━━━━━ Provided records ━━━━━

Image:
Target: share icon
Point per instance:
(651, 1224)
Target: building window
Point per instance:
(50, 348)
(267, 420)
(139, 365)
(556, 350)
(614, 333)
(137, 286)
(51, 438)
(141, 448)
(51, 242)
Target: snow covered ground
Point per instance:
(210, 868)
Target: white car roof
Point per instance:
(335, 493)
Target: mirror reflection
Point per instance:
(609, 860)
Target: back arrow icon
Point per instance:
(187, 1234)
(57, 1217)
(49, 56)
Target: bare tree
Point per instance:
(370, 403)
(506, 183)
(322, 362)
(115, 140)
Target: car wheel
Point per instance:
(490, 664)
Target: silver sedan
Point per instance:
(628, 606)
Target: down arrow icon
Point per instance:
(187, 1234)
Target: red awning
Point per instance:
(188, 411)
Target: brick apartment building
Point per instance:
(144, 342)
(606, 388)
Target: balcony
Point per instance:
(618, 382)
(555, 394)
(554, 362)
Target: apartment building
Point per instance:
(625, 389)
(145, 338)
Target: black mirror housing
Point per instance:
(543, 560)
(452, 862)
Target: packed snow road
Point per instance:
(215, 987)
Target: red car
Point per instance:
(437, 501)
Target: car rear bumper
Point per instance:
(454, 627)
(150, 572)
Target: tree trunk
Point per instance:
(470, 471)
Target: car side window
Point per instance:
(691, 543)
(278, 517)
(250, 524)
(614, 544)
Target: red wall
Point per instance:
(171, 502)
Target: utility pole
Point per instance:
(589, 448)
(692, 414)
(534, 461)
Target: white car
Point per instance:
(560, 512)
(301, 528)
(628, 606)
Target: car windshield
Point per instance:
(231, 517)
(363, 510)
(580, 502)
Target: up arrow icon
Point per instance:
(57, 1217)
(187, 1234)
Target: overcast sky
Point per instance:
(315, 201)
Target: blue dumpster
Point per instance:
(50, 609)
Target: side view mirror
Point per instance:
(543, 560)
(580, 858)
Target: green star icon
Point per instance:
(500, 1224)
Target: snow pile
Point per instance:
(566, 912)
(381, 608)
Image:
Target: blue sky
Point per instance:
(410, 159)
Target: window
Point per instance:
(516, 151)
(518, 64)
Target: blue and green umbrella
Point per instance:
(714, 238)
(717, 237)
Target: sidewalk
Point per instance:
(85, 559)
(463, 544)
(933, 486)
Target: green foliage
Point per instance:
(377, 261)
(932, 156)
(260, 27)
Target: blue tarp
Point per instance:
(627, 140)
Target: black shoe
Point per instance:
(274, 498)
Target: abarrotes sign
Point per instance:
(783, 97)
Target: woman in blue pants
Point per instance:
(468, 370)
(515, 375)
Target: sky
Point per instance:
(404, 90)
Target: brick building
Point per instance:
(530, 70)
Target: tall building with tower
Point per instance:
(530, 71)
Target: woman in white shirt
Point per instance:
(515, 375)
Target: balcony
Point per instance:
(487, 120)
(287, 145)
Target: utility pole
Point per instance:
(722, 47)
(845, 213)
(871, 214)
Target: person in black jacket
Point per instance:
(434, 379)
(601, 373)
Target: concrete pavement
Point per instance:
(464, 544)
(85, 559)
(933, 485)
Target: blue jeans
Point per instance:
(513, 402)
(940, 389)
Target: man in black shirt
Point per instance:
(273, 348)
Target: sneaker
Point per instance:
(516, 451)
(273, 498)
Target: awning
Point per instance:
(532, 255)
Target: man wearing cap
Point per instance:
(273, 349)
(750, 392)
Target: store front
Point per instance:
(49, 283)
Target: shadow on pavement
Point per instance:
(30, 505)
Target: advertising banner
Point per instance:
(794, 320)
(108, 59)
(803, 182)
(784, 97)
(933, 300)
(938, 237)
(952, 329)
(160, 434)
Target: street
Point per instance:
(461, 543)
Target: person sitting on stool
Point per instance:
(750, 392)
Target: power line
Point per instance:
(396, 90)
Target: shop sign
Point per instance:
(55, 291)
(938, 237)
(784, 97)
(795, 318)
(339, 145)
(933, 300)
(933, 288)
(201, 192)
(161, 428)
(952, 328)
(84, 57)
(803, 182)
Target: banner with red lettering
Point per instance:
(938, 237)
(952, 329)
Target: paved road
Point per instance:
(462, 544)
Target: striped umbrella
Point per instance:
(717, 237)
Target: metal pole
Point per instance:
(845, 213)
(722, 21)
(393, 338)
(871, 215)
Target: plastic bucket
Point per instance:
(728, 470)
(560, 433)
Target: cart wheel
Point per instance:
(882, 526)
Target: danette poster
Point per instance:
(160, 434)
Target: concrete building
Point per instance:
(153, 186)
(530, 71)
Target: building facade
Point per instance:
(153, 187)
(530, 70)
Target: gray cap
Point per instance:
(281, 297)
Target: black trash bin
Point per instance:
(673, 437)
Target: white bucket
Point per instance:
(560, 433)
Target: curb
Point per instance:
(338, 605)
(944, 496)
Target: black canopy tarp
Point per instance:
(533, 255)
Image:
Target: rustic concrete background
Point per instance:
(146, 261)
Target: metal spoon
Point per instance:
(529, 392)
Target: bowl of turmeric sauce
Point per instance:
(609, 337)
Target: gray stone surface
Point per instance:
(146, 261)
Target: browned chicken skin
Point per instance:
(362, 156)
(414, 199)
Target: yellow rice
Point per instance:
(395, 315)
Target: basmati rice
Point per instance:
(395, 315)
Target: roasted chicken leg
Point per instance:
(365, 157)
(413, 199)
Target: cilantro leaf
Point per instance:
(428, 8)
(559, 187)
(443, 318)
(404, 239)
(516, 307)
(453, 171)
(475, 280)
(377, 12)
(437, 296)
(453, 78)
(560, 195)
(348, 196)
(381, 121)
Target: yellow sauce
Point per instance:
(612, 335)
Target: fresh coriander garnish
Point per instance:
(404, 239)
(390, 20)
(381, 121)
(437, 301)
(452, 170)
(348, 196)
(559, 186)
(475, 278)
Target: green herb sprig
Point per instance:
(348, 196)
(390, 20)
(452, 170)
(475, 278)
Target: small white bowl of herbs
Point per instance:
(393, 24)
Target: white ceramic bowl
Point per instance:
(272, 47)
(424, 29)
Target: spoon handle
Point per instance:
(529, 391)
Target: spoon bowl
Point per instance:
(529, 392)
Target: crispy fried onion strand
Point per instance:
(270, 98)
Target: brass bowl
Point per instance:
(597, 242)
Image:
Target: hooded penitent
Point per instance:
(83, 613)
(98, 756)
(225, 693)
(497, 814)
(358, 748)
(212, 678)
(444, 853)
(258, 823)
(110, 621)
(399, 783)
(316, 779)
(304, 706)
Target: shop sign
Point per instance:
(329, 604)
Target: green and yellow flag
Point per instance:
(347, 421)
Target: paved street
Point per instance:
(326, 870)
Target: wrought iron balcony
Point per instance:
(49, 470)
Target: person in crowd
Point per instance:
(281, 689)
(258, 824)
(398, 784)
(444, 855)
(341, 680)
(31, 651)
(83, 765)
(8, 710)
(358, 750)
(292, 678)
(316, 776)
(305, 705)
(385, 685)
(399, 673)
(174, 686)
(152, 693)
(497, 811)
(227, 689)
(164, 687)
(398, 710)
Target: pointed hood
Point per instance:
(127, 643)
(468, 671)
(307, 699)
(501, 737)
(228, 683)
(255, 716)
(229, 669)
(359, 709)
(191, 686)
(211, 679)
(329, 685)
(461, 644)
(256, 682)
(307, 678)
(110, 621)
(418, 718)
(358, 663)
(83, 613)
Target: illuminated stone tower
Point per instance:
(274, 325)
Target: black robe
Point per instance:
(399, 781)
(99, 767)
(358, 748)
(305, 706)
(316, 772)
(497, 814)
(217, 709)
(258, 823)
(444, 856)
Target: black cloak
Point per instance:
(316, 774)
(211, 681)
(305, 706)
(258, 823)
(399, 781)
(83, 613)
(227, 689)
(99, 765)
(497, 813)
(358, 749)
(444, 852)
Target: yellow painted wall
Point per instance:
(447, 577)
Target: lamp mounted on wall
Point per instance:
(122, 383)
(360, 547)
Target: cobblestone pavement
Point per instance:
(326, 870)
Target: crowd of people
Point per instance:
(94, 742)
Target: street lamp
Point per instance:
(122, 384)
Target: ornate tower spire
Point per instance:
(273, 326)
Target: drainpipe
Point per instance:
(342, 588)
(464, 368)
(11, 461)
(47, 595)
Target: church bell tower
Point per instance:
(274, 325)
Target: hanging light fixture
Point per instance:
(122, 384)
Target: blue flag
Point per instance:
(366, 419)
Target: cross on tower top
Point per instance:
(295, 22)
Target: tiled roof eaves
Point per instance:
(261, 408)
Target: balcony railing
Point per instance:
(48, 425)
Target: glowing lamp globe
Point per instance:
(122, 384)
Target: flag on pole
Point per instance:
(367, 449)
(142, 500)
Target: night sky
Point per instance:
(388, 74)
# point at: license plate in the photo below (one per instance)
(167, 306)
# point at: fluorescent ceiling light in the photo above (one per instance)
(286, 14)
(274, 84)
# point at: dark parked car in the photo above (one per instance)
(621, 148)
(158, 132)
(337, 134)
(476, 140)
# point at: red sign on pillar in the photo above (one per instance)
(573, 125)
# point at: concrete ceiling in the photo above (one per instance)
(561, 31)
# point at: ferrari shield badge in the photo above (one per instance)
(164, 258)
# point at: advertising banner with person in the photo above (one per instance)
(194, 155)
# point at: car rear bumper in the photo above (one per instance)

━━━━━

▶ _Short exercise_: Every line from the one containing "Target: ornate tower spire" through the last line of the entries must be written out verbatim, and no other line.

▶ _Solution below_:
Target: ornate tower spire
Point per instance:
(273, 326)
Target: drainpipe
Point per instance:
(342, 588)
(464, 368)
(11, 461)
(47, 595)
Target: church bell tower
Point per instance:
(274, 325)
Target: hanging light fixture
Point per instance:
(122, 384)
Target: blue flag
Point per instance:
(366, 419)
Target: cross on tower top
Point per instance:
(295, 22)
Target: tiled roof eaves
Point per instance:
(261, 408)
Target: balcony railing
Point per instance:
(48, 425)
Target: glowing lamp globe
Point per instance:
(122, 384)
Target: flag on pole
Point per instance:
(367, 449)
(142, 500)
Target: night sky
Point per instance:
(388, 74)
# point at: license plate in the photo below (one per instance)
(167, 306)
# point at: fluorescent ceiling light in the photo above (one per instance)
(286, 14)
(274, 84)
# point at: dark parked car in the photo above (one per instance)
(621, 148)
(158, 132)
(337, 134)
(476, 140)
# point at: red sign on pillar in the photo above (one per instance)
(573, 125)
# point at: concrete ceiling in the photo above (one per instance)
(561, 31)
# point at: ferrari shield badge in the photo above (one per instance)
(164, 258)
# point at: advertising banner with person in the photo above (one per instance)
(194, 155)
# point at: car rear bumper in the photo above (one per instance)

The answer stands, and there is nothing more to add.